= List of New York Yankees managers =

The New York Yankees are a professional baseball team based in New York City, New York in the borough of The Bronx. The New York Yankees are members of the American League (AL) East Division in Major League Baseball (MLB). The Yankees have won the World Series 27 times, more than any other MLB team. In baseball, the head coach of a team is called the manager. The duties of the team manager include team strategy and leadership on and off the field. Since starting to play as the Baltimore Orioles (no relationship to the current Baltimore Orioles team) in 1901, the team has employed 35 managers. The current manager is Aaron Boone, the current general manager is Brian Cashman and the current owner is Hal Steinbrenner, the son of George Steinbrenner, who first bought the Yankees in 1973.

The franchise's first manager was Hall of Famer John McGraw, who managed the team for one year and part of a second before becoming manager of the New York Giants. In 1903, the team moved from Baltimore to New York, where it was initially known as the New York Highlanders. Its first manager in New York was Clark Griffith, who managed the team from 1903 to 1908. Miller Huggins was the next manager to manage the team for more than three seasons. Huggins took over the managerial duties in 1918 and led the Yankees to six American League championships and three World Series titles until his death in 1929. Huggins won 1,067 regular season games with the Yankees, which ranks fourth all-time among Yankee managers.
***
> **How to complete this task**: Reproduce the passage of the Yankees managers text that begins with the words "The franchise's first" and ends with "among Yankee managers.".
***
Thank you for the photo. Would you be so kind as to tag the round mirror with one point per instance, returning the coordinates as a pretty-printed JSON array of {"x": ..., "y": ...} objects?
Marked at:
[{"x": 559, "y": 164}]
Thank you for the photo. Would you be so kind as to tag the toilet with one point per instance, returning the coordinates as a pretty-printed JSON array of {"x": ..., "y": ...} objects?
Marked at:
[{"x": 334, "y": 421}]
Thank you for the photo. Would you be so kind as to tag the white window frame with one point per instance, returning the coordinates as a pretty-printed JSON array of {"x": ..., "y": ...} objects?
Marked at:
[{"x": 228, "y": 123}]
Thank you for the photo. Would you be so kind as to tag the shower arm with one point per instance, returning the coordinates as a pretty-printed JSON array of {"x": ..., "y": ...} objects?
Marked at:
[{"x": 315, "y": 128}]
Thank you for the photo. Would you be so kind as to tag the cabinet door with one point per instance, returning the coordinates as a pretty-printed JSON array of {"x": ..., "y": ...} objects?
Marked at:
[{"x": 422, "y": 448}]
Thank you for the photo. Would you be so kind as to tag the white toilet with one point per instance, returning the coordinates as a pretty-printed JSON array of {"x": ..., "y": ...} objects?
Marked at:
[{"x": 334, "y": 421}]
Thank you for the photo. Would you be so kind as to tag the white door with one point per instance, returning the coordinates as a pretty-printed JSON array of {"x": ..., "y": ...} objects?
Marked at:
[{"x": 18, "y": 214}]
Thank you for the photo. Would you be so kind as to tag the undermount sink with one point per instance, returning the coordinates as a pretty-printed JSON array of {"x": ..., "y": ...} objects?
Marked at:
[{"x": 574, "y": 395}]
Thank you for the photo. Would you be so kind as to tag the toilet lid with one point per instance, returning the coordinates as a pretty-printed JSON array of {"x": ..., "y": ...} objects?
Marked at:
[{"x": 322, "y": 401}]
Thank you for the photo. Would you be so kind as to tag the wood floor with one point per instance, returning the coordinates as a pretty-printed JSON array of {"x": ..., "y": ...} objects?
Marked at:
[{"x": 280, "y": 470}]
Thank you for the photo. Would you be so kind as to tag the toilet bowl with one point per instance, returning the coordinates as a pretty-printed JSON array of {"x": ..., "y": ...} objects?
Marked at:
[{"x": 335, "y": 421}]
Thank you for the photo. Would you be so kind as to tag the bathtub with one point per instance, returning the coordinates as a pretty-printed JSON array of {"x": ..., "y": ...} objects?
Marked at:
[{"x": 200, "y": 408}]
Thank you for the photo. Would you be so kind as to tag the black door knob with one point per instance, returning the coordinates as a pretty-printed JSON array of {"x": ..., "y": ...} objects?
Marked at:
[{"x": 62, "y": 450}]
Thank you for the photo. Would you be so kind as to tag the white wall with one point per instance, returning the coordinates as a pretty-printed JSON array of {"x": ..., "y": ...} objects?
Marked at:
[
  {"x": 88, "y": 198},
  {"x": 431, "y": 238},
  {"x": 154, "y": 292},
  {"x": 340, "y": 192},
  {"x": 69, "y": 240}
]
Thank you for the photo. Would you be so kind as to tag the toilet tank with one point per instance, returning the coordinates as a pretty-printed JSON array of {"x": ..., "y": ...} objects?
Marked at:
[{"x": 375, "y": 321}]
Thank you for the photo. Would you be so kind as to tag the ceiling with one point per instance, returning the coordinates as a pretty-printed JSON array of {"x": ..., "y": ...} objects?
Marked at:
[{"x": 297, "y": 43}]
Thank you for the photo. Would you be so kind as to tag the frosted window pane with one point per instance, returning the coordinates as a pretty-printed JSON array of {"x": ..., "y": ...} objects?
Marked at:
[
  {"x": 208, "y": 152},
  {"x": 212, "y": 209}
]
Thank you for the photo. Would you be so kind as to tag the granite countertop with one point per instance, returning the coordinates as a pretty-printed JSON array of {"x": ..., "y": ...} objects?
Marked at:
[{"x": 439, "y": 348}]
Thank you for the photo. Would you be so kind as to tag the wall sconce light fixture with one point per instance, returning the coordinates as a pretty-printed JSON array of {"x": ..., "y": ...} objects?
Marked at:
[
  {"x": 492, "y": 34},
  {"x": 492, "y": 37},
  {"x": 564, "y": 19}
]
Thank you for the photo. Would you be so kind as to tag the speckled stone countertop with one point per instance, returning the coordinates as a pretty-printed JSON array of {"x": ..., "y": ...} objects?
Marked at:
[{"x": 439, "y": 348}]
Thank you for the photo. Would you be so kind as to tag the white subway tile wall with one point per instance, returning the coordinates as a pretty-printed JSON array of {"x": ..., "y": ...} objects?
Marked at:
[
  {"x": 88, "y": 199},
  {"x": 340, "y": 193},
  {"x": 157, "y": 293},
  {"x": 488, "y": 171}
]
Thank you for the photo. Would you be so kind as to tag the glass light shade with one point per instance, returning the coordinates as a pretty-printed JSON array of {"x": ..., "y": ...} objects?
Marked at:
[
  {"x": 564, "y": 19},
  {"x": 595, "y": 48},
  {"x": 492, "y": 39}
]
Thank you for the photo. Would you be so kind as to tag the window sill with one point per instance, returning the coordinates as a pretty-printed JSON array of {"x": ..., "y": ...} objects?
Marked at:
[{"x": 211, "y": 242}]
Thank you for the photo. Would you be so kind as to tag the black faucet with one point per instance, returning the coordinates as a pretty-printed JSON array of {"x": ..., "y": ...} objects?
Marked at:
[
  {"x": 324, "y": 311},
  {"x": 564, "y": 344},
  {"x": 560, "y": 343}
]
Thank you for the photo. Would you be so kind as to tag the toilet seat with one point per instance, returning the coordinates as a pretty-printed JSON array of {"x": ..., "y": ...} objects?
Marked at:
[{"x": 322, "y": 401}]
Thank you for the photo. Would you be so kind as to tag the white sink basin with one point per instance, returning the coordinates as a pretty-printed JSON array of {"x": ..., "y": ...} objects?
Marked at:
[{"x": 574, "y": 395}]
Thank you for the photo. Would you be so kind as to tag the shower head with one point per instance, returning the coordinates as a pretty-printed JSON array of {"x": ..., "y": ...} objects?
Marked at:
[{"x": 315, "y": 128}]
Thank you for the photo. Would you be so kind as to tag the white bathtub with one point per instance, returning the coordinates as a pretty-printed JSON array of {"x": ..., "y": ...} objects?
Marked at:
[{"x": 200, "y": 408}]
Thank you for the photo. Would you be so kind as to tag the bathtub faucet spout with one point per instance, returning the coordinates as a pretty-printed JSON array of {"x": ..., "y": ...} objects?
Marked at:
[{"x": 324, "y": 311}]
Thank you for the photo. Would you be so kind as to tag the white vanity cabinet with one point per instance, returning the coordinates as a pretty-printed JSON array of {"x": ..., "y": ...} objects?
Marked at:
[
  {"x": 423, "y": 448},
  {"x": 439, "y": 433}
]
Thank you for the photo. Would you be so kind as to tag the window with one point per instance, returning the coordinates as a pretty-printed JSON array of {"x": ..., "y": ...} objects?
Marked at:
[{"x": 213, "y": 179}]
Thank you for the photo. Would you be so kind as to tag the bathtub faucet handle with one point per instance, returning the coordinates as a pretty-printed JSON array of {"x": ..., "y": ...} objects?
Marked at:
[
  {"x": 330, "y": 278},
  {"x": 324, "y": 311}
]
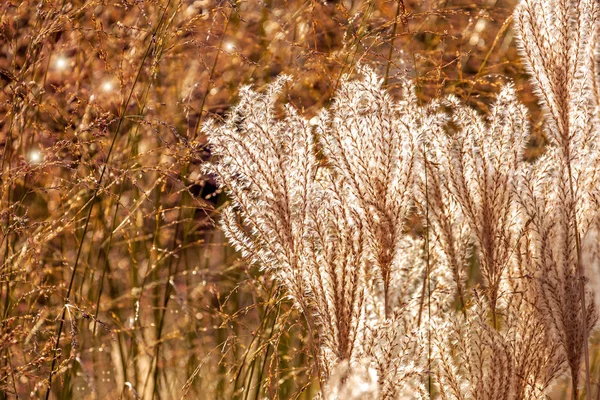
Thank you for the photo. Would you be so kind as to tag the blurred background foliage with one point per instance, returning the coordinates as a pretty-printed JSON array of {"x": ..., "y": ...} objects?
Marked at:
[{"x": 107, "y": 220}]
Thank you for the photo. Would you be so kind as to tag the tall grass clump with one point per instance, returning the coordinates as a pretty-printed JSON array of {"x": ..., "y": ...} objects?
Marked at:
[{"x": 373, "y": 215}]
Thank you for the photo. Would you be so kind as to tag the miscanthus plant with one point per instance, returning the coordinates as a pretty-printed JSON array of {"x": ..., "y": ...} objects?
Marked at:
[{"x": 322, "y": 206}]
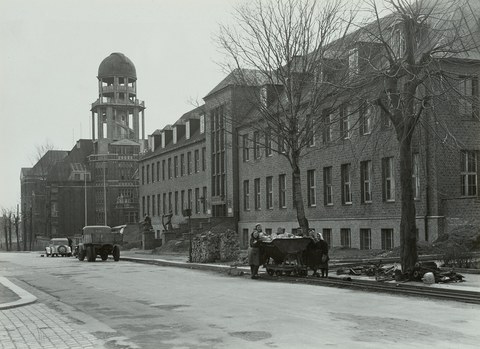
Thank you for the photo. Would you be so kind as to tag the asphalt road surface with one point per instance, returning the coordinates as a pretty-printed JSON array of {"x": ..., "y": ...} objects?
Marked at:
[{"x": 130, "y": 305}]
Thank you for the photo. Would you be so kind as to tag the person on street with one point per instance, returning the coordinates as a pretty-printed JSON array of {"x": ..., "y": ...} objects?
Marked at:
[{"x": 254, "y": 251}]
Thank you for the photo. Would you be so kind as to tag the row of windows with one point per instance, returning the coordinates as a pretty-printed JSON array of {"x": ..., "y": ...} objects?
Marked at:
[
  {"x": 175, "y": 202},
  {"x": 153, "y": 172}
]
***
> **Response to the task**:
The franchise's first manager was Hall of Famer John McGraw, who managed the team for one year and part of a second before becoming manager of the New York Giants. In 1903, the team moved from Baltimore to New York, where it was initially known as the New York Highlanders. Its first manager in New York was Clark Griffith, who managed the team from 1903 to 1908. Miller Huggins was the next manager to manage the team for more than three seasons. Huggins took over the managerial duties in 1918 and led the Yankees to six American League championships and three World Series titles until his death in 1929. Huggins won 1,067 regular season games with the Yankees, which ranks fourth all-time among Yankee managers.